- Task goal
Print the data unchanged, from its first line through the line containing "[[[164,33],[165,30],[161,30],[162,32],[162,77],[164,77]]]", with both of those lines included.

- Stored records
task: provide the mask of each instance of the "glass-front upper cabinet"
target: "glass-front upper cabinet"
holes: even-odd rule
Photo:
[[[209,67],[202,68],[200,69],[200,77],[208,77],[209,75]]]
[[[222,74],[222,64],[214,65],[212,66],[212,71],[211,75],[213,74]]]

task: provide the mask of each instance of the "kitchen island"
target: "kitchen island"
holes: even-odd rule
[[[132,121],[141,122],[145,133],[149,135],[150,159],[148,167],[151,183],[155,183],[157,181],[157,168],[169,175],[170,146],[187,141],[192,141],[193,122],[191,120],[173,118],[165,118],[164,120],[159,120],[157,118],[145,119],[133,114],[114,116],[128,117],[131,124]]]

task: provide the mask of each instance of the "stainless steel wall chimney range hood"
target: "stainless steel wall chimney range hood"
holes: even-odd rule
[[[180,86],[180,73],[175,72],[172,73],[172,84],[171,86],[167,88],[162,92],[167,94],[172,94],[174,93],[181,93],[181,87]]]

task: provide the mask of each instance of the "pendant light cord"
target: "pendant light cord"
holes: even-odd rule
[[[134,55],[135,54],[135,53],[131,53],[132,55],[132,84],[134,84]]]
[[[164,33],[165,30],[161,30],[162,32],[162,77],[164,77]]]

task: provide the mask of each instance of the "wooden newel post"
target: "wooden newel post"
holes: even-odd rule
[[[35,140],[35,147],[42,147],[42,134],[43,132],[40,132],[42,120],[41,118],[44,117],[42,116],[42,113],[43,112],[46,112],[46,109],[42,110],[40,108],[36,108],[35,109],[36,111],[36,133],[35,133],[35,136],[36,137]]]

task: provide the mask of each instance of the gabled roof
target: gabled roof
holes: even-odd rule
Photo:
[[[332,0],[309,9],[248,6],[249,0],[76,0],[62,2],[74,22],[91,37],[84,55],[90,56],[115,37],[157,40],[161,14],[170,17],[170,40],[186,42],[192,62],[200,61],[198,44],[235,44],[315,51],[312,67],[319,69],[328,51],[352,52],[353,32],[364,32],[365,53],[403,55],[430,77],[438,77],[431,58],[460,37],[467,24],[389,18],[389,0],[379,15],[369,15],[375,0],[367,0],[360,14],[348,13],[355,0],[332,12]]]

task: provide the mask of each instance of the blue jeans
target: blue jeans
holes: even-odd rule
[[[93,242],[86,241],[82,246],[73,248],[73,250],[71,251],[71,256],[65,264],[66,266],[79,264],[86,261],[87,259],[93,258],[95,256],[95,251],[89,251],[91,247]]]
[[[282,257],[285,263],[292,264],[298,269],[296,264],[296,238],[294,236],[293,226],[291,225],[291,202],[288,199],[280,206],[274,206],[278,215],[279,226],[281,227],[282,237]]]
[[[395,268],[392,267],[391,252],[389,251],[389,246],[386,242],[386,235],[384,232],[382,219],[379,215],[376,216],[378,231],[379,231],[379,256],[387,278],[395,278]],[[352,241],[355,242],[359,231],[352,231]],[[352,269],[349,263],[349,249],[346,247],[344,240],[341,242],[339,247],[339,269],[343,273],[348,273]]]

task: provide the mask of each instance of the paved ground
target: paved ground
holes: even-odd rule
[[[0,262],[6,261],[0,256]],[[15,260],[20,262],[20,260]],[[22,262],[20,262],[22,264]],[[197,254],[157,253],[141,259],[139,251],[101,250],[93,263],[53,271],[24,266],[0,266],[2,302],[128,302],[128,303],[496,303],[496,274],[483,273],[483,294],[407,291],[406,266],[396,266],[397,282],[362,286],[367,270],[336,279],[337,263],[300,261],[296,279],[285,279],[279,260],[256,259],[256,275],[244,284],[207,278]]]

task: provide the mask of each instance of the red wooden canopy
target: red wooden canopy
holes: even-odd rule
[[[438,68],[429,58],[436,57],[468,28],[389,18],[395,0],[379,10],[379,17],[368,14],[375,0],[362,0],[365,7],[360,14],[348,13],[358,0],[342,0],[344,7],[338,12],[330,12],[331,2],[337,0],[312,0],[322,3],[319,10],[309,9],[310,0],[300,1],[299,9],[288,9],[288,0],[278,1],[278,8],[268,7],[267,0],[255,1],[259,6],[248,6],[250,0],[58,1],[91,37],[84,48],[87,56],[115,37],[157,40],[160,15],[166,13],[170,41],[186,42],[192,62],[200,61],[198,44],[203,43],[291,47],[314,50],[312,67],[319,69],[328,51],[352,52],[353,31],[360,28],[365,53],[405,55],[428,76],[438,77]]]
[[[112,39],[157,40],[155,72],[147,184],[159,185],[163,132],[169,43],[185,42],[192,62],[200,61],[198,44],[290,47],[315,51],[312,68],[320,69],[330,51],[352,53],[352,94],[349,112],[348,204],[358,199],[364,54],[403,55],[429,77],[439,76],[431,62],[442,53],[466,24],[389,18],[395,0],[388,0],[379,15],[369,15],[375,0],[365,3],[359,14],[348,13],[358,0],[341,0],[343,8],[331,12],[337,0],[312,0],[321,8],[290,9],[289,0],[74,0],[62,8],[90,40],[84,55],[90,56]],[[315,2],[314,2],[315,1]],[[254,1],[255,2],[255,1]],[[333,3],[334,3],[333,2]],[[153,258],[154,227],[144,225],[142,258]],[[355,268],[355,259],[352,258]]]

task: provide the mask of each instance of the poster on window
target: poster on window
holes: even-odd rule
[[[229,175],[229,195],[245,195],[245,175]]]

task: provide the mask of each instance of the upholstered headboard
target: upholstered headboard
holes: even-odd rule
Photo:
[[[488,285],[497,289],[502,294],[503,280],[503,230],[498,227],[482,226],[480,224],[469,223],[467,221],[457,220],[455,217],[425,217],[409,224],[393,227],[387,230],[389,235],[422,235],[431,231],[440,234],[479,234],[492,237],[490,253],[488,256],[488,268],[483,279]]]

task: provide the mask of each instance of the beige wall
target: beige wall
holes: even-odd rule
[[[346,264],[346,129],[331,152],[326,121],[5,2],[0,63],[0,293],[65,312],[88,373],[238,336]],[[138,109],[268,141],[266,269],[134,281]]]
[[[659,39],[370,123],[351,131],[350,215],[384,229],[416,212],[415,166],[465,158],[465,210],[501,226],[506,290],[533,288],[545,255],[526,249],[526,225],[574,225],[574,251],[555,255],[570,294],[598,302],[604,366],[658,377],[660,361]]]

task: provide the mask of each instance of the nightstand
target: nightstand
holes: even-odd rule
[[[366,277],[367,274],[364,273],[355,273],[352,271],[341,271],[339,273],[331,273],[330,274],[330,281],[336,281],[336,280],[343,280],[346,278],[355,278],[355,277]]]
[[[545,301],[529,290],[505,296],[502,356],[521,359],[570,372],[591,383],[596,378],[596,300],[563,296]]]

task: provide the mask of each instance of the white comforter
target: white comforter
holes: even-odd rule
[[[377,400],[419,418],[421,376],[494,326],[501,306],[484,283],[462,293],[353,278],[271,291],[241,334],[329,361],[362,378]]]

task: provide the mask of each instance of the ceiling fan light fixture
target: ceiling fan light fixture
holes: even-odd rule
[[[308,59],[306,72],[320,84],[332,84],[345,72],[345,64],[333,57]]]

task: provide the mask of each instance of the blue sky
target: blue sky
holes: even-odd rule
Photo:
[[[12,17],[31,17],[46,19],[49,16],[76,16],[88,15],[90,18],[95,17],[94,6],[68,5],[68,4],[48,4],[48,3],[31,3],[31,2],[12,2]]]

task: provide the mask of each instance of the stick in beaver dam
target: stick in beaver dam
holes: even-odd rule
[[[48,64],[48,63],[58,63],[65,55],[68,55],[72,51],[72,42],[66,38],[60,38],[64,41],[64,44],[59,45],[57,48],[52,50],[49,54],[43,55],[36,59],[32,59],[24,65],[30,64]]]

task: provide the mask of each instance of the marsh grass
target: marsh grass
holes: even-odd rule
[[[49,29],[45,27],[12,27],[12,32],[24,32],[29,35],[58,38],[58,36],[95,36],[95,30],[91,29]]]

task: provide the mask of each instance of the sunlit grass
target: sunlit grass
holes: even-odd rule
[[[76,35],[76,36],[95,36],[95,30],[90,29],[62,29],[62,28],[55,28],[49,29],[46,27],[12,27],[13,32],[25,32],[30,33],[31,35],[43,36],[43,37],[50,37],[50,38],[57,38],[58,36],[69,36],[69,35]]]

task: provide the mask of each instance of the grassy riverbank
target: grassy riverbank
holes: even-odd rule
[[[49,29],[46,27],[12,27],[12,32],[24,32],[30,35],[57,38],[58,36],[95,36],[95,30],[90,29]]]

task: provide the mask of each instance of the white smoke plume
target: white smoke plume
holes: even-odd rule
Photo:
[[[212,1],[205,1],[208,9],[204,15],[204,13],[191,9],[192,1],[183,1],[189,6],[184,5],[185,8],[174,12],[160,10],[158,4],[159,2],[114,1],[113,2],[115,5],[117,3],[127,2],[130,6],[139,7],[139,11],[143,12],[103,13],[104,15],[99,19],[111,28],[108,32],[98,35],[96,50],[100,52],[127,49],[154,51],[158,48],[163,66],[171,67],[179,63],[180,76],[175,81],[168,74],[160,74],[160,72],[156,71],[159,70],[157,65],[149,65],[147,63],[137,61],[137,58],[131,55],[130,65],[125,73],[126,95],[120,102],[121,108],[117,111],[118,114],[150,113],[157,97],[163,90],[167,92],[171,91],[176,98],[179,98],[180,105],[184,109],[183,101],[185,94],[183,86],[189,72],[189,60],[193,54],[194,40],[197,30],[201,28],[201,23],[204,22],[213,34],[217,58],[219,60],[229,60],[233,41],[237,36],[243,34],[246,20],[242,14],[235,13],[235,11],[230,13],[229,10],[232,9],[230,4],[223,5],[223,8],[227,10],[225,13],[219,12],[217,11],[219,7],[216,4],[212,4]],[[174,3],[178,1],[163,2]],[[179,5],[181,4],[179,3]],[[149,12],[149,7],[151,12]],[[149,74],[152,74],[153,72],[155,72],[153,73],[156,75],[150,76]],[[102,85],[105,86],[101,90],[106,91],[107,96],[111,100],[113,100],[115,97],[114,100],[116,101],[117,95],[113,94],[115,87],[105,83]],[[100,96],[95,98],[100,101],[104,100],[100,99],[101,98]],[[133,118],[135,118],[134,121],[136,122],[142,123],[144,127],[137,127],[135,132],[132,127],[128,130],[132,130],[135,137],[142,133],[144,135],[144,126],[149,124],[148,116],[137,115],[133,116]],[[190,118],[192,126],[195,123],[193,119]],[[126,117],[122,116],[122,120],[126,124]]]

- Written answer
task: provide the mask of each instance of the "glass-front upper cabinet"
target: "glass-front upper cabinet"
holes: even-odd rule
Photo:
[[[209,67],[202,68],[200,69],[200,77],[208,77],[209,75]]]
[[[222,74],[222,64],[214,65],[212,66],[212,71],[211,75],[213,74]]]

task: provide the mask of each instance of the "kitchen island"
target: "kitchen island"
holes: even-odd rule
[[[132,121],[141,122],[145,133],[149,135],[150,159],[148,167],[151,183],[155,183],[157,181],[157,168],[169,175],[170,146],[187,141],[192,141],[193,122],[191,120],[173,118],[165,118],[164,120],[159,120],[157,118],[145,119],[133,114],[114,116],[128,117],[131,124]]]

task: provide the mask of each instance of the "stainless steel wall chimney range hood"
target: "stainless steel wall chimney range hood"
holes: even-odd rule
[[[180,86],[180,73],[175,72],[172,73],[172,84],[171,86],[167,88],[162,92],[167,94],[172,94],[174,93],[181,93],[181,87]]]

task: provide the mask of each instance of the "pendant light cord"
target: "pendant light cord"
holes: even-odd rule
[[[134,55],[135,54],[135,53],[131,53],[132,55],[132,84],[134,84]]]
[[[164,33],[165,30],[161,30],[162,32],[162,77],[164,77]]]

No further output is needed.